PARTS OF THE EXERCISE:
• A. Turn the paragraph of the Antonio Strati page that begins "After his graduation" into a bulleted list that keeps its main facts.
• B. According to the Antonio Strati page, where was he born?
• C. Summarize the Antonio Strati page in two sentences.

PAGE:
=====

Antonio Strati (born 1949) is an Italian organizational theorist, artist and Professor at the University of Trento, particularly known for his work on "Organization and aesthetics".

Biography 
Born in Reggio Calabria, Italy, Strati attended secondary education in Florence. He received his BA in Sociology in 1974 from the University of Trento. In 1982 he received his PhD in Organization Studies in 1982 from the Tavistock Institute in London, where he specialized in Action Research.

After his graduation he started at the University of Trento, where he was coordinated the teaching programme on qualitative methods in social research. He also directed the master's degree in Work, Organization and Information, and was vice-dean of the Faculty of Sociology. Eventually he was appointed Full professor at the Faculty of Sociology of the University of Trento. Strati also lectured "A Photographic Look at Work and Organization" at Sciences Po in Paris.

=====

INFORMATION SUPPLIED:
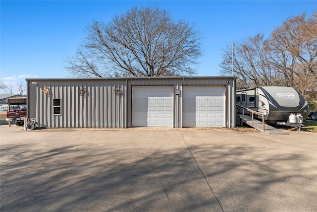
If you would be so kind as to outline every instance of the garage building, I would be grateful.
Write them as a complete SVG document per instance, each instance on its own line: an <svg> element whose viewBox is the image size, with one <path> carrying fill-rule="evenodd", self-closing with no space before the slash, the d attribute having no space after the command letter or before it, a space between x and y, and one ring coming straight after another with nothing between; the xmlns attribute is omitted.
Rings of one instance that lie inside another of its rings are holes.
<svg viewBox="0 0 317 212"><path fill-rule="evenodd" d="M40 127L234 127L234 76L29 78Z"/></svg>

=====

RESULTS OF THE TASKS:
• A.
- Started at the University of Trento after graduating
- Coordinated the teaching program on qualitative methods in social research
- Directed the master's degree in Work, Organization and Information
- Served as vice-dean of the Faculty of Sociology
- Was appointed full professor at the Faculty of Sociology of the University of Trento
- Lectured "A Photographic Look at Work and Organization" at Sciences Po in Paris

• B. Reggio Calabria, Italy.

• C. Antonio Strati, born in 1949, is an Italian organizational theorist, artist and professor at the University of Trento, known for his work on organization and aesthetics. He earned a BA in Sociology from Trento in 1974 and a PhD in Organization Studies from the Tavistock Institute in London in 1982, then taught at Trento, where he became vice-dean and full professor at the Faculty of Sociology.